На душе у него было гадко и тяжело. Какой-то черный дым окутывал все вокруг. Односельчане становились угрюмыми и молчаливыми. Их словно подменили. Вместо задорных песен и плясок повсеместно воцарилась скука и неопределенность томительного ожидания. Студенты резко изменились. Улетучилась прежняя бесшабашная неоглядность, когда можно было подшутить над кем-то, рассказать забавный анекдот или спеть ершистые частушки. Нескольких третьекурсников за подобное вольнодумство изгнали из института, а еще двоих арестовали, пришив им контрреволюционные взгляды. Наступили мрачные времена.

§

Задания для выполнения ::
a) Согласуются ли с текстом о мрачных временах следующие утверждения: (i) нескольких третьекурсников выгнали из института; (ii) односельчане стали веселее и разговорчивее; (iii) арестовали троих студентов? На каждое ответьте «да» или «нет» и приведите решающие слова текста точной цитатой.
b) Подхватите текст о мрачных временах сразу после его последнего предложения и продолжите повествование.

Собранные данные ::
§

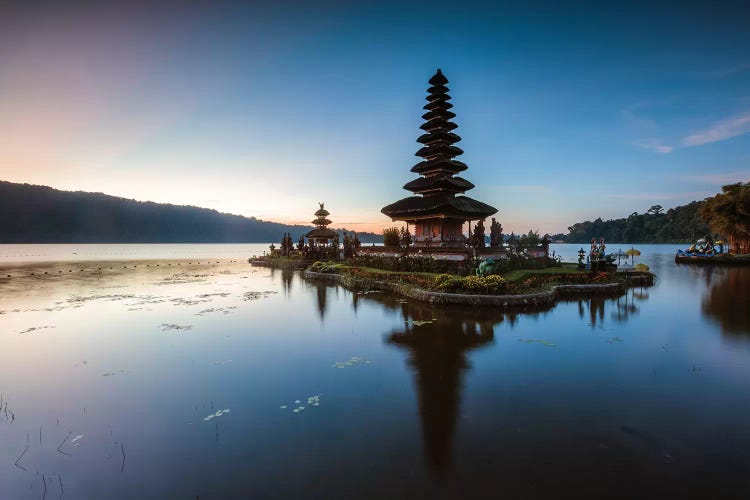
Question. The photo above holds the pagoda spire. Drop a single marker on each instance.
(438, 208)
(439, 166)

§

Полученные ответы ::
a) (i) Да: «Нескольких третьекурсников за подобное вольнодумство изгнали из института». (ii) Нет: «Односельчане становились угрюмыми и молчаливыми». (iii) Нет: «а еще двоих арестовали».

b)
II
На третьем году учебы Петра Машерова и всю семью постигло несчастье — арестовали главу семьи, Мирона Васильевича. Случилось это в 1937 году. Сам хозяин двора, предчувствуя недоброе, старался не перечить начальству, аккуратно выходить на работу и платить все налоги. Кроме всего прочего, он сшил бесплатно не одну шубу и пальто председателю сельсовета, колхозному начальству. Но при всей своей добропорядочности, Мирон Васильевич не терпел жульничества, лентяйства, болтунов и выпивох. Он, не скрывая, называл поименно таких людей из своего села и соседних. А эти-то отпетые лежебоки и пьяницы входили в актив, который определял политический климат в округе. Уже в тридцать шестом Мирону Васильевичу дали понять, чтобы он помалкивал: «Вытурим туда, где Мирон телят не пас, смотри, правдолюбец»,— нагло заявил ему местный лодырь-активист. Машеров не придал этим словам особого значения. Мало, мол, пьянчужка может сболтнуть. Но реальность подсказывала иное. В соседней деревне ночью увезли самых экономически крепких мужиков, а в Ширках Машеров жил не хуже других, а скорее, лучше. Что греха таить, некоторых недобрых соседей сжигала черная зависть. В районе, как и по всей республике, развернулась широкая, оглушающая кампания по борьбе с кулачеством и контрреволюцией. Везде арестовывали, проводили шумные политические судебные процессы. Страшно было включать радио, читать газеты, слышать разговоры и вообще жить.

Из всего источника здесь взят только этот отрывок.